▶ _Task to complete_: In the tapioca pearl and potato cake recipe post, how long should dry tapioca pearls soak before they are used?

Tapioca Pearls & Potato Cakes with Tomato Chutney
Its been a while since I’ve done an Indian recipe here. So today’s post is this vegan, Indian recipe for a delicious appetizer. More commonly known as sabudana vada, this is a street food which originates from the western part (Maharashtra) of India. Its usually served with a spicy green chutney (just like any other street food in India), but since I am not a big fan of that I served it with a very versatile tomato chutney. I call it versatile because not very long ago I made this same chutney and added potatoes in it and then served it over couscous for dinner. It was delicious. So even if you decide to not try the cakes (for whatever crazy reason) – you MUST try the chutney…it is really Yum!
I did two variations of the cakes – one is where tapioca is mixed in the dough and the other one where I also put tapioca on the outside (see note below). Adding tapioca on the outside gives an extra crunchy coating to the cake and also adds more tapioca flavor. I also like the way it looks – with white pearls stuck around the cake. You can buy tapioca at any Indian store or you could try the Asian stores as well. In India its called Sabudana (in Hindi) or Sago. The dry pearls are sold in a bag and before using it for anything, you need to soak it for a couple of hours. After soaking they double in quantity – so before making any recipe with tapioca pearls – make sure to check whether the measurement is for dried tapioca or soaked.

▶ _Dataset excerpt_:
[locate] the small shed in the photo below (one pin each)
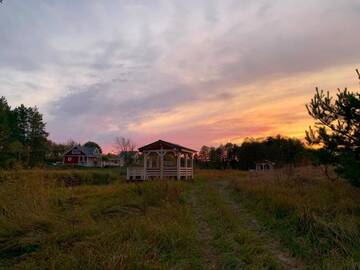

▶ _Written solution_: For a couple of hours.